Text section:

German writer and resistance fighter (1884–1942)

Wolfgang Kreher Johannes "John" Graudenz (12 November 1884 – 22 December 1942) was a German journalist, press photographer, industrial representative and resistance fighter against the Nazi regime. Graudenz was most notable for being an important member of the Berlin-based anti-fascist resistance group that would later be named by the Gestapo as the Red Orchestra and was responsible for the technical aspect of the production of leaflets and pamphlets that the group produced.

==Family==
Born in Danzig, Kingdom of Prussia, Graudenz was the son of a saddler, and came from a large family with 10 siblings.

Graudenz was married three times and also had an illegitimate daughter. In 1925, he married Antonie Wasmuth (died 1985), his third wife. She was the daughter of art publisher Ernst Wasmuth. Together they had two children, Silva and Karin.

==Life==
In 1901, aged 16 or 17, Graudenz left the family home after a quarrel with the father, to work in various German cities before travelling to England via Italy, France and Switzerland. He worked as a waiter, tourist guide and hotel manager and learned a number of different languages before arriving in Berlin in 1908.

In 1916, Graudenz started journalistic his career as an assistant to the Berlin correspondent of the United Press International and in the same year took over responsibility of the management of the Berlin office of United Press.

Assignment:
Answer these questions using the text about John Graudenz.
(a) In which city was Graudenz born?
(b) Whom did he marry in 1925?
(c) In what year did he arrive in Berlin?

Given entries:
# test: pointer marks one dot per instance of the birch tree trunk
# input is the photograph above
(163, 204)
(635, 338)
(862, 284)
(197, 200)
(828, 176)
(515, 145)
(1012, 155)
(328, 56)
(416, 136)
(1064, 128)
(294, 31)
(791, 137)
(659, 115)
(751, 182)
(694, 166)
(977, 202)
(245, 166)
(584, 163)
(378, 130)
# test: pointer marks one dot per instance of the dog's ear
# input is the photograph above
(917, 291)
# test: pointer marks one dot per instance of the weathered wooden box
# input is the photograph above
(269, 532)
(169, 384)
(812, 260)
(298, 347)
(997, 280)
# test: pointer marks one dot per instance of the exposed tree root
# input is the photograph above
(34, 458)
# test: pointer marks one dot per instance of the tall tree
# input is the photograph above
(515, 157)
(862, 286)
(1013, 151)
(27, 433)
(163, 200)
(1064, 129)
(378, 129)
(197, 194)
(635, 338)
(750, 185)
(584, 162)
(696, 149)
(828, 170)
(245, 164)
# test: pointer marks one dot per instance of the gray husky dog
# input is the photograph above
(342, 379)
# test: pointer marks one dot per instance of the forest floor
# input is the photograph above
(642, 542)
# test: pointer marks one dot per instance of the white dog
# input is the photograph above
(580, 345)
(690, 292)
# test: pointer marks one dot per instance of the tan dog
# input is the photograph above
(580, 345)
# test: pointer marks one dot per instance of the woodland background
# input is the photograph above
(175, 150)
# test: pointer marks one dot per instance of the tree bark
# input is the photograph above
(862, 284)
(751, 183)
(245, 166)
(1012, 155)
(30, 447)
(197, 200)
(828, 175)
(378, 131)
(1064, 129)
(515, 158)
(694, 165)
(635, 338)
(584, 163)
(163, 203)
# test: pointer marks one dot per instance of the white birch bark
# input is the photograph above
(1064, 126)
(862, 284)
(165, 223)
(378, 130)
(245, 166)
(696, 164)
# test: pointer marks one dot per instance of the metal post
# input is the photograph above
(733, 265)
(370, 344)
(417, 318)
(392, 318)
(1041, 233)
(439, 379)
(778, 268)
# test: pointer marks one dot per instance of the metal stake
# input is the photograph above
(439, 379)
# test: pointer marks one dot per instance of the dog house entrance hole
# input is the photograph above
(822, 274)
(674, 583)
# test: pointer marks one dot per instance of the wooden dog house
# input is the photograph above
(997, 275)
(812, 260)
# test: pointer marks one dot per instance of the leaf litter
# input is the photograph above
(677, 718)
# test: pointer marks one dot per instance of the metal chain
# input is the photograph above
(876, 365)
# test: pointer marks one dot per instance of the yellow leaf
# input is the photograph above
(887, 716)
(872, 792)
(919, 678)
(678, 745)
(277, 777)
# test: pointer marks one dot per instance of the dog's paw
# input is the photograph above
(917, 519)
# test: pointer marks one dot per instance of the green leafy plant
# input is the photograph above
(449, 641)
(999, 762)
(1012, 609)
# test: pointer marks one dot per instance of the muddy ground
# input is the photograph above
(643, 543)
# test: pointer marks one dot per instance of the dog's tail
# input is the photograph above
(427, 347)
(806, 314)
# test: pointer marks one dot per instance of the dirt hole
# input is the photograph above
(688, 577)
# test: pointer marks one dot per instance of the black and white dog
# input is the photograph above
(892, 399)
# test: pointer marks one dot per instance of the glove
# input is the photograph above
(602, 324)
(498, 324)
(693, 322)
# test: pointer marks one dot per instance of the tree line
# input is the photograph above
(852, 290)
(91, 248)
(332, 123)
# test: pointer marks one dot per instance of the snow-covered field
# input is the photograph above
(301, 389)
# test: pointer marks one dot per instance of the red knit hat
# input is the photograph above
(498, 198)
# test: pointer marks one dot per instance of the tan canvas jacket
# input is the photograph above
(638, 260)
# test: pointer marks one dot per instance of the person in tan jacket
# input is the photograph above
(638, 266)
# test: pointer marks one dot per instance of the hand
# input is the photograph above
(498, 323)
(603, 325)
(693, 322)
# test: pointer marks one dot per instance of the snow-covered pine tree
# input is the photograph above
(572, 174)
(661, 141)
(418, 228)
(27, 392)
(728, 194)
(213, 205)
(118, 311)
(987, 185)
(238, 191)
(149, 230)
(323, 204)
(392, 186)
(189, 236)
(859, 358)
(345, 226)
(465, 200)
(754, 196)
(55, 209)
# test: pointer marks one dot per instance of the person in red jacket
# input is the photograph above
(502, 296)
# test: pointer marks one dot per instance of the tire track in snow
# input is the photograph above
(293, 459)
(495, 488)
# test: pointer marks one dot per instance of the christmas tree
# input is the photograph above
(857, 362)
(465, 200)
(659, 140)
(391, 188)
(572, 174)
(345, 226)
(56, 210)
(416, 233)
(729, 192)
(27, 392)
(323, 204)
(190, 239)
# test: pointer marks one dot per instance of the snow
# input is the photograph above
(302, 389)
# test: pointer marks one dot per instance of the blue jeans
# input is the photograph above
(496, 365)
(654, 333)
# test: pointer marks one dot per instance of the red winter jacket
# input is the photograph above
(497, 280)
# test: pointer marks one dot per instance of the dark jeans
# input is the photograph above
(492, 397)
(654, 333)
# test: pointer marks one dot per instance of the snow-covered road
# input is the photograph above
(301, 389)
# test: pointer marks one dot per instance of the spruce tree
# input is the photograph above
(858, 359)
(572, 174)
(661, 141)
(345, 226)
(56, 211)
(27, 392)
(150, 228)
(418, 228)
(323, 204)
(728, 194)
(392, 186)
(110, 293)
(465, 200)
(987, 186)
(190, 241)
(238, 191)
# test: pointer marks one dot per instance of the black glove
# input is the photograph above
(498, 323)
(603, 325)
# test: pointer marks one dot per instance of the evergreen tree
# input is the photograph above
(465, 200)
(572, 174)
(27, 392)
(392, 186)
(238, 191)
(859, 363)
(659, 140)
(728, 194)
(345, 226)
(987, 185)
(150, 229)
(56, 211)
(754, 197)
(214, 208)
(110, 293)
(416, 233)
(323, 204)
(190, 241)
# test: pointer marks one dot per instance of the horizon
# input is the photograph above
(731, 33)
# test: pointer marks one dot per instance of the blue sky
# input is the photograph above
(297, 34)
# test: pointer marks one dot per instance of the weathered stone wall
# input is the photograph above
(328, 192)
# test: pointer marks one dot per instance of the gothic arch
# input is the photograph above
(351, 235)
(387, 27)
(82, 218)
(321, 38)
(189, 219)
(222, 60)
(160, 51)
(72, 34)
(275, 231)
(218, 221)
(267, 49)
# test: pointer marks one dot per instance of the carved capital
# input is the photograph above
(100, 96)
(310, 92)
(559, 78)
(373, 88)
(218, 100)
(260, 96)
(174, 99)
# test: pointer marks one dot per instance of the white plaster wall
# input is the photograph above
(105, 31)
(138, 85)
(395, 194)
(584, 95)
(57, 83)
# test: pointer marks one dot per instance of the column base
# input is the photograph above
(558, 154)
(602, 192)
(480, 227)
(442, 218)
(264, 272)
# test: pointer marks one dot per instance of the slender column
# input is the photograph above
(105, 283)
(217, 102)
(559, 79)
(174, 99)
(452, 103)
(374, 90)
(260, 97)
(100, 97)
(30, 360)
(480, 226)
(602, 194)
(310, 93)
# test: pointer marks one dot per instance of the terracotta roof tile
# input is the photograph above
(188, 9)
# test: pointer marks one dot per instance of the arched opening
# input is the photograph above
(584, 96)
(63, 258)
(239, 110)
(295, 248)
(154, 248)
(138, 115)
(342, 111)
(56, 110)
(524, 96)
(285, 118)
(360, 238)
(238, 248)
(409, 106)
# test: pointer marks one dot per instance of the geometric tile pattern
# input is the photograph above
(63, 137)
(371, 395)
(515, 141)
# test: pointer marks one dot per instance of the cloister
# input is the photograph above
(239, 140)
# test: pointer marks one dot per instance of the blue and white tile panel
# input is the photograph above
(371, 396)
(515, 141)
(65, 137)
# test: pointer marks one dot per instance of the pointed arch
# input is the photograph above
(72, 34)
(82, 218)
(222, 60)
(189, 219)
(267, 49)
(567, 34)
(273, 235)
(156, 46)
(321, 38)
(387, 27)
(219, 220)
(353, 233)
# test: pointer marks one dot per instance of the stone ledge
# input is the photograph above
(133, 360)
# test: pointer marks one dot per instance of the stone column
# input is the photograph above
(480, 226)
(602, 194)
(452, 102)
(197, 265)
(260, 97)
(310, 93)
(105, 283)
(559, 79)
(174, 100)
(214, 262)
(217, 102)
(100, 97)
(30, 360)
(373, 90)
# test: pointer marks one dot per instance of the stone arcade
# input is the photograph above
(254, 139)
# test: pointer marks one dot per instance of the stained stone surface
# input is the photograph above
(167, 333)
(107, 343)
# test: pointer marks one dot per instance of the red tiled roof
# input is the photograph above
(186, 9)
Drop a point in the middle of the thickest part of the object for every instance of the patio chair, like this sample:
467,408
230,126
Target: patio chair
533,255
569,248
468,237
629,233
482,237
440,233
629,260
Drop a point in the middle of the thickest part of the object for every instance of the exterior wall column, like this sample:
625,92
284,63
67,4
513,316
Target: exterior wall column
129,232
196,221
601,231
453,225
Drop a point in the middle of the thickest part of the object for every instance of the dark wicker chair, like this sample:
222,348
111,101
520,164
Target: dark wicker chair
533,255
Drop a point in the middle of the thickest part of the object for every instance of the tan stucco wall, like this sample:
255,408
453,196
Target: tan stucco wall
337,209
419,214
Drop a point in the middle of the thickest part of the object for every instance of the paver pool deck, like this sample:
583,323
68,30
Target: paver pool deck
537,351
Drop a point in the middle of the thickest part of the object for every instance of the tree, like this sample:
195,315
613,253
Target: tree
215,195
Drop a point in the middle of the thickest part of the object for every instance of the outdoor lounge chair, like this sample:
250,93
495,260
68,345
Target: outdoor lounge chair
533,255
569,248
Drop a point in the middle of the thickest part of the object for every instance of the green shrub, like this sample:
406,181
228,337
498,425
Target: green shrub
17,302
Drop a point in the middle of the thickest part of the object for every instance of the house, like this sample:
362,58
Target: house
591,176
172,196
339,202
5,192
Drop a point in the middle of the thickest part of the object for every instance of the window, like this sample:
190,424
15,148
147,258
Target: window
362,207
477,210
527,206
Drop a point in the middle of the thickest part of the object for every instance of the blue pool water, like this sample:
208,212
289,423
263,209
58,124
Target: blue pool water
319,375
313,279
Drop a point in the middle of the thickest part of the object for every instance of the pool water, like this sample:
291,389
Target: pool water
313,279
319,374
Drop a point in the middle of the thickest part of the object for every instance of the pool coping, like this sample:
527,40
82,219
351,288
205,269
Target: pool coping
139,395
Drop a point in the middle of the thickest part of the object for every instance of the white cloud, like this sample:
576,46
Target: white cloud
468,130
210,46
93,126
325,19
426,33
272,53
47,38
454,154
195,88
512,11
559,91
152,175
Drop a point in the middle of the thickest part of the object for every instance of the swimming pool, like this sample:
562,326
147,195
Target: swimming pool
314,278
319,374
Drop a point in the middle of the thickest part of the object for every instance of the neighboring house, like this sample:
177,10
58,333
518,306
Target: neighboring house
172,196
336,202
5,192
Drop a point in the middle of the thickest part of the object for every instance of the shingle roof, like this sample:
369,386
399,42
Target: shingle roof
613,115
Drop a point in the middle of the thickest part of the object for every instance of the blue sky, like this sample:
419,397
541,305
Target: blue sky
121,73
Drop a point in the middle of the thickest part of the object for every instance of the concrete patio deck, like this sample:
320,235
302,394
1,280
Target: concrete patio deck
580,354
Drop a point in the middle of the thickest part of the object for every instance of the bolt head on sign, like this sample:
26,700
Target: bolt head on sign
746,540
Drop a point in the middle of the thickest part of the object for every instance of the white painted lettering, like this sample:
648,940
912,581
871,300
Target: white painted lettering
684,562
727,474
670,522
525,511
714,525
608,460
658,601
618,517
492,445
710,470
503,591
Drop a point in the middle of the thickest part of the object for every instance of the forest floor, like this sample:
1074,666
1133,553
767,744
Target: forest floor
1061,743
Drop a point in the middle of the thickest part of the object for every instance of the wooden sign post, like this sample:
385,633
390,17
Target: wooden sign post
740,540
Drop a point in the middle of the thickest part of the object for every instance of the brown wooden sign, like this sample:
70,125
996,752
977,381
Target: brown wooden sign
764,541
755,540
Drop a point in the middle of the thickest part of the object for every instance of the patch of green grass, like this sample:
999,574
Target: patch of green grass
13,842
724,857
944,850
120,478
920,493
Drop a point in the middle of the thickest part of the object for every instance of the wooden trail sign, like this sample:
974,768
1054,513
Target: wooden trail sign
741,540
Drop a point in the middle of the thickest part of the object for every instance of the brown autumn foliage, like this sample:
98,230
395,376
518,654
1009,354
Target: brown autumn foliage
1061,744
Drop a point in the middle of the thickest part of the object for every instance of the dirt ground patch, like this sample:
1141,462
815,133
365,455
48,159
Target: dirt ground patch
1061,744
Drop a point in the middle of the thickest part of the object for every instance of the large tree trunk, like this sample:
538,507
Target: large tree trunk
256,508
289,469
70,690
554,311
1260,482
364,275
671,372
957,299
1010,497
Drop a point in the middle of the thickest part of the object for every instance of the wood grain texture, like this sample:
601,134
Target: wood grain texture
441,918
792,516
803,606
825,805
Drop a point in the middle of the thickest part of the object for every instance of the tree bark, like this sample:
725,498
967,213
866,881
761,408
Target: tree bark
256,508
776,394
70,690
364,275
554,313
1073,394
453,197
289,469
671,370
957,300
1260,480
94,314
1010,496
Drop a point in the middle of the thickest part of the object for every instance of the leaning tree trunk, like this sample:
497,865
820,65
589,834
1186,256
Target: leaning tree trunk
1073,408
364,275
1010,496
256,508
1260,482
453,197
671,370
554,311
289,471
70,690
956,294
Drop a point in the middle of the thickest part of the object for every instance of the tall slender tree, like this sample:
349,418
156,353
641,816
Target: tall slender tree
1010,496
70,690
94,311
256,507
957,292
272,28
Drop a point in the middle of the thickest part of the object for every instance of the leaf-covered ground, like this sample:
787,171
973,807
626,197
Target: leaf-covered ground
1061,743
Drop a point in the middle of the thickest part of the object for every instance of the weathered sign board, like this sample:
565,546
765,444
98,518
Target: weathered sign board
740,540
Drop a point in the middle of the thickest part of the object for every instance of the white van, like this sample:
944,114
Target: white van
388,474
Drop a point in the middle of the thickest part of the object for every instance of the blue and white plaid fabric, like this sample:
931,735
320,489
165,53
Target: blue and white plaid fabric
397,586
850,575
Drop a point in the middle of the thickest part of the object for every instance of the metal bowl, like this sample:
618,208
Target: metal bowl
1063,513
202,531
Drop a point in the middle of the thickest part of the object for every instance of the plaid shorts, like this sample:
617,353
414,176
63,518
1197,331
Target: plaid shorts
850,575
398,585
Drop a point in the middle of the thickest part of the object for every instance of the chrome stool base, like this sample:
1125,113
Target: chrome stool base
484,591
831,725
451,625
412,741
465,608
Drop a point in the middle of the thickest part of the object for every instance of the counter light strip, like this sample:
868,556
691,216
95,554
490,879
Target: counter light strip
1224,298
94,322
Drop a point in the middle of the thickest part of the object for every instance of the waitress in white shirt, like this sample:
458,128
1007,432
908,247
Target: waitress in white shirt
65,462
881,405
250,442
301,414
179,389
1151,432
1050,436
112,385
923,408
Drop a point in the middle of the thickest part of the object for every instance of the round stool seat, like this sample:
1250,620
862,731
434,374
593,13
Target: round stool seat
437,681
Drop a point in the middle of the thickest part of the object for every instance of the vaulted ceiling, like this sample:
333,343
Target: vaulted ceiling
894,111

Result below:
(a) Danzig, Kingdom of Prussia
(b) Antonie Wasmuth
(c) 1908